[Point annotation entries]
-- START --
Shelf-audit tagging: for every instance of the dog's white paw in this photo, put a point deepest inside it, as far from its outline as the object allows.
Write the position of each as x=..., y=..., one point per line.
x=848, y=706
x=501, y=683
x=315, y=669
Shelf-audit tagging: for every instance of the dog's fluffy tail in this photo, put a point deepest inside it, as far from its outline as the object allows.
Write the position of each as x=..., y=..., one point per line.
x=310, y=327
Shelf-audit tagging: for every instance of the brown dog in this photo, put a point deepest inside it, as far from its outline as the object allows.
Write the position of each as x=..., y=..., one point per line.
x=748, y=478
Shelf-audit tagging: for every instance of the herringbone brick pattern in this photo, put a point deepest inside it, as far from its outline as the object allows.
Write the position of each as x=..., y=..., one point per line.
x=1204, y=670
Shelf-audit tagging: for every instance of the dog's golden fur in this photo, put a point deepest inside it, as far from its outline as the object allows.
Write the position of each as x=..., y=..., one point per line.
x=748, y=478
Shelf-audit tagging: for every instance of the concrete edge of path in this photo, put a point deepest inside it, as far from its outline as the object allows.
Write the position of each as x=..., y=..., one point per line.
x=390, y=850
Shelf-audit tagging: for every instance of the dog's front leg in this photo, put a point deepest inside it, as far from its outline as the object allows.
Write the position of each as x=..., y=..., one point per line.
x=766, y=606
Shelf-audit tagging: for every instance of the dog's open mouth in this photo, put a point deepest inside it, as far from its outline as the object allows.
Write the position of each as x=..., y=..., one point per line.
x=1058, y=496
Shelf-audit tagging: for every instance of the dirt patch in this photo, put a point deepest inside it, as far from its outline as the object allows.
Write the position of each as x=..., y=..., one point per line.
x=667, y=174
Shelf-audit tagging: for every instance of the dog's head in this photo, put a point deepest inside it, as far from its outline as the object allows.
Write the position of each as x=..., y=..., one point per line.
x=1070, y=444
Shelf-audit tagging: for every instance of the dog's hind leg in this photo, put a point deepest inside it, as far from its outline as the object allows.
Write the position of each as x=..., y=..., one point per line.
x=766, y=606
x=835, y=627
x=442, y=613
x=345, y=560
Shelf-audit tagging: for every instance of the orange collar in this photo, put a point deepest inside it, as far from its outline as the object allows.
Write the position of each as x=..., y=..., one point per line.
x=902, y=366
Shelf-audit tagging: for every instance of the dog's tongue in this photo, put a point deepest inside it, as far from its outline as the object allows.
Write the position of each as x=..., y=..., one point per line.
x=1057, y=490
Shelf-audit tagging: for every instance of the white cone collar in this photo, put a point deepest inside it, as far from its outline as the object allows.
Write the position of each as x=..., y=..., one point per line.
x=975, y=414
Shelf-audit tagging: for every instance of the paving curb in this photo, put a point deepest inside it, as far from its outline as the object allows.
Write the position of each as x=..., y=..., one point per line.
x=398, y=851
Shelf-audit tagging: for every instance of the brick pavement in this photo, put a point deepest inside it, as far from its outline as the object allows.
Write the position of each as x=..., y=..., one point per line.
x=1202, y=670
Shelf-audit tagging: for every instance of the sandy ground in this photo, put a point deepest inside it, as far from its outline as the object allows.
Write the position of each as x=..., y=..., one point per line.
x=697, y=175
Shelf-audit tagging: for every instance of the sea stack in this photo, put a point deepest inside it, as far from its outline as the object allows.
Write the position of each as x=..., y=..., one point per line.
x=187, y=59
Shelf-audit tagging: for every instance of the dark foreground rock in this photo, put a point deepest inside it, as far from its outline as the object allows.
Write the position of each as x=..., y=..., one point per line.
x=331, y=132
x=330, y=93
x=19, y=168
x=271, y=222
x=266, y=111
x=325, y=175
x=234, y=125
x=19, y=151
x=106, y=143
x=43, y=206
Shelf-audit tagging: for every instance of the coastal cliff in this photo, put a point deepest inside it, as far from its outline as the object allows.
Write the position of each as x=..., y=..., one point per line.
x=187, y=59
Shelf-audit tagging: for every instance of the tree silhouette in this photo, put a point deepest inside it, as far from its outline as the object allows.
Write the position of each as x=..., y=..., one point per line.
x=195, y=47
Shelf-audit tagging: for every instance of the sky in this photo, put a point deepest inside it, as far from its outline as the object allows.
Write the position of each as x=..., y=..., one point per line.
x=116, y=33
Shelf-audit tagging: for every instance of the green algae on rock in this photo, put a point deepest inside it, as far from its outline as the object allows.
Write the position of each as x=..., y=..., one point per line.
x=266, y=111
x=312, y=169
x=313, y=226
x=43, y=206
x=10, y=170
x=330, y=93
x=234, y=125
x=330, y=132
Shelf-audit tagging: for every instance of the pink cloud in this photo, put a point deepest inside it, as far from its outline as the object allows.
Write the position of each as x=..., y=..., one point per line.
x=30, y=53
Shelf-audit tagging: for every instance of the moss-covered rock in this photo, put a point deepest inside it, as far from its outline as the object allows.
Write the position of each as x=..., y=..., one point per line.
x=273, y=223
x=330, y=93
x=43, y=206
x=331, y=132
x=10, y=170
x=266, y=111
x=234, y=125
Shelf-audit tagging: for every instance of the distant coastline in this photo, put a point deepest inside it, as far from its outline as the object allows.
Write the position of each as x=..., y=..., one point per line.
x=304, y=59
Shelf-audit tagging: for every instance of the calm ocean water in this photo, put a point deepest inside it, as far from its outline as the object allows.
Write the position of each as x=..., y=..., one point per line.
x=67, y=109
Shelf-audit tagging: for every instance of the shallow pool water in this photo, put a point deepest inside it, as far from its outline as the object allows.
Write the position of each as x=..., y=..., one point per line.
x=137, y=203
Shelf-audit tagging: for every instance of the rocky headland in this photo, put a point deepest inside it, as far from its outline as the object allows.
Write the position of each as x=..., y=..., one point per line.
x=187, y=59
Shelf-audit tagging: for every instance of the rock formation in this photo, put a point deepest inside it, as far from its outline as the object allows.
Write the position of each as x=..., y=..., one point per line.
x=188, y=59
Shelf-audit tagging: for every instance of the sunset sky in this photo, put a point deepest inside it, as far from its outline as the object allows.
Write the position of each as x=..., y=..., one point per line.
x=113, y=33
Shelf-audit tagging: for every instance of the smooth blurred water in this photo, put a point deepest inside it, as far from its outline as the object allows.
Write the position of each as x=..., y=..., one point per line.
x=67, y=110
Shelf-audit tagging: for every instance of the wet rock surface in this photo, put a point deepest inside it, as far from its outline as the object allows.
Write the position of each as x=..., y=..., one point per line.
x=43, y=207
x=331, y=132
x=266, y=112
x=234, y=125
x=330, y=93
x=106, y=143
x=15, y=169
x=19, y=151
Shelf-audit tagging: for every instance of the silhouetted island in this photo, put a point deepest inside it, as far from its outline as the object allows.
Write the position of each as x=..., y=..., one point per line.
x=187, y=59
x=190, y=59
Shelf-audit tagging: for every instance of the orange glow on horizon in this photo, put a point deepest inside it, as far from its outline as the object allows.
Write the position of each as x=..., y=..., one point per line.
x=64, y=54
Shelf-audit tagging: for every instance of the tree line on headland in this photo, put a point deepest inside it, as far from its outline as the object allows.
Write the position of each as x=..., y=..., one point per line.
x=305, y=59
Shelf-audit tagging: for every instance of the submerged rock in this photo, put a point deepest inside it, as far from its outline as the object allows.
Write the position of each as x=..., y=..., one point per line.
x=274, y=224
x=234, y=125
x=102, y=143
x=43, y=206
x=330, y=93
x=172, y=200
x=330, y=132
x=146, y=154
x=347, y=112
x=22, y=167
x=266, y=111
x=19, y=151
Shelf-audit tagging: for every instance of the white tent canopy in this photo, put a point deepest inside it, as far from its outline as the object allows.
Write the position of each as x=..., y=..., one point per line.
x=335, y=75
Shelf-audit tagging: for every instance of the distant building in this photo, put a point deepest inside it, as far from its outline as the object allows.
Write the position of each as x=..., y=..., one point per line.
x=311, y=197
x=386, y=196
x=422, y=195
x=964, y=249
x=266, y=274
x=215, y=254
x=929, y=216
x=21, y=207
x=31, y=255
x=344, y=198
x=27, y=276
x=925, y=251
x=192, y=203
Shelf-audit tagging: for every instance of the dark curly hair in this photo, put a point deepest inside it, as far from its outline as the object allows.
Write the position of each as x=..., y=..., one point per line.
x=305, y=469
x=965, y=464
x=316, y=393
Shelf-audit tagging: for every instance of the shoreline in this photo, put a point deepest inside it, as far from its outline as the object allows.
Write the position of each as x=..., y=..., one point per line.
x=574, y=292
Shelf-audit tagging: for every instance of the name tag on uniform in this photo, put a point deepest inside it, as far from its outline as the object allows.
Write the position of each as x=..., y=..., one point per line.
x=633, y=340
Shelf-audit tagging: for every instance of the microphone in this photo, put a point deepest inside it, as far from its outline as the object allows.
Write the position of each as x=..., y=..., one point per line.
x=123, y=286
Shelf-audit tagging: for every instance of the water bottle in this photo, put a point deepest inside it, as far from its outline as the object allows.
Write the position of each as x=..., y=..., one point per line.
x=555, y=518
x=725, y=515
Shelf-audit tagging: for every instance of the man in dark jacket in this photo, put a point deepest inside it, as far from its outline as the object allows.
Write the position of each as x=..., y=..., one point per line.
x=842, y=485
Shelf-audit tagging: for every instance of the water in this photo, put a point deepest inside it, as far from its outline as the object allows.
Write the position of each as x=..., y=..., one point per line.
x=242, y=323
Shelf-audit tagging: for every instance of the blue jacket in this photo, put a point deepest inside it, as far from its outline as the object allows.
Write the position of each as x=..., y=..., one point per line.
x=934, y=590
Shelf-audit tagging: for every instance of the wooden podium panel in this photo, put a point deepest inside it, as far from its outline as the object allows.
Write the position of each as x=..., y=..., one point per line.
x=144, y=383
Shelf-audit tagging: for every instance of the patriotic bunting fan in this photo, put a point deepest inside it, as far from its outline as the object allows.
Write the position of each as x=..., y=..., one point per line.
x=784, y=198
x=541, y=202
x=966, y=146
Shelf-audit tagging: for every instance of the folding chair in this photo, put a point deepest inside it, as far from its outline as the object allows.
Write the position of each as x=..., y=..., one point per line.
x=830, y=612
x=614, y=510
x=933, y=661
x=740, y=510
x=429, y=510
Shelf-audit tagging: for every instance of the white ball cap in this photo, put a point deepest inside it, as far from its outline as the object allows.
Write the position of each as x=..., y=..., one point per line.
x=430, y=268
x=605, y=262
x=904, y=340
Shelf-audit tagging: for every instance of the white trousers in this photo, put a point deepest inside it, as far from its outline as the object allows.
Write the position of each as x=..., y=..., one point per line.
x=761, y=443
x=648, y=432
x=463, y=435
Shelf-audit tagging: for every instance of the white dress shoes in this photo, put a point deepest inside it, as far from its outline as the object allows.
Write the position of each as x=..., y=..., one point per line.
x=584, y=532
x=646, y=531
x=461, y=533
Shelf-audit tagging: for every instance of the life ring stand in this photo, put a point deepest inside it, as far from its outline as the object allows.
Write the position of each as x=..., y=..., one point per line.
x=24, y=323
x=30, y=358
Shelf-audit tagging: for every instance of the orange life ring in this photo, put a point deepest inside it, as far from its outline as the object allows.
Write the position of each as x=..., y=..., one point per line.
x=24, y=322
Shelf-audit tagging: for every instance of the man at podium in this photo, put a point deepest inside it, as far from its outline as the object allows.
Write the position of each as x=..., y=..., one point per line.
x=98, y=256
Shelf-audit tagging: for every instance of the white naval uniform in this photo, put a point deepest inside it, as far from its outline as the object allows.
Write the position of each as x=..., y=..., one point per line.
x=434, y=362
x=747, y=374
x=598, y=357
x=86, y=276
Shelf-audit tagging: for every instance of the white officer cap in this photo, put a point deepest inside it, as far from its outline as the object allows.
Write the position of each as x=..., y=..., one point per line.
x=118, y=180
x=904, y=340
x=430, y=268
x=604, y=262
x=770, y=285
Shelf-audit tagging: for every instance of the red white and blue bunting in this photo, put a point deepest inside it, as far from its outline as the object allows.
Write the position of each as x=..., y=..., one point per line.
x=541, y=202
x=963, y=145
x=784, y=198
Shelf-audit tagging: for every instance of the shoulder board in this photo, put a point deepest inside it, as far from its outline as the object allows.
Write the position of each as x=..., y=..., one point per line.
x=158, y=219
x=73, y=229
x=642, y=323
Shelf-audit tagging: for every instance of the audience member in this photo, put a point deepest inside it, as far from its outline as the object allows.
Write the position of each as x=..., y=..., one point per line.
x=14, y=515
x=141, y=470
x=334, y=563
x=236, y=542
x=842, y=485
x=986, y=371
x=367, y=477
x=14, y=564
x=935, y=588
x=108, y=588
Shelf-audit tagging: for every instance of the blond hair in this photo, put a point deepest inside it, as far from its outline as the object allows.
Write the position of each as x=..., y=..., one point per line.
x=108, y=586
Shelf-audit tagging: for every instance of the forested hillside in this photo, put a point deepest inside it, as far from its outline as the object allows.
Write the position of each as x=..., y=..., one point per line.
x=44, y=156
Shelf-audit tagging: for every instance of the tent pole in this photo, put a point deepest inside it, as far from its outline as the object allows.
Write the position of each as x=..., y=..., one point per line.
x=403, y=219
-- END --
» What to work on: Please copy, without any change, the lines above from the one containing "Shelf-audit tagging: for every instance of the paving" through the one containing "x=1202, y=670", including both of those lines.

» Output of the exercise:
Shelf-audit tagging: for every instance of the paving curb in this photo, put a point deepest inside it, as far from its outline as the object allows.
Write the position of each as x=..., y=..., one point per line.
x=398, y=851
Shelf-audit tagging: for every instance of the brick pavement in this photo, put a point deepest inside it, as far from its outline as the object allows.
Write the position of each as x=..., y=..., one point per line.
x=1202, y=670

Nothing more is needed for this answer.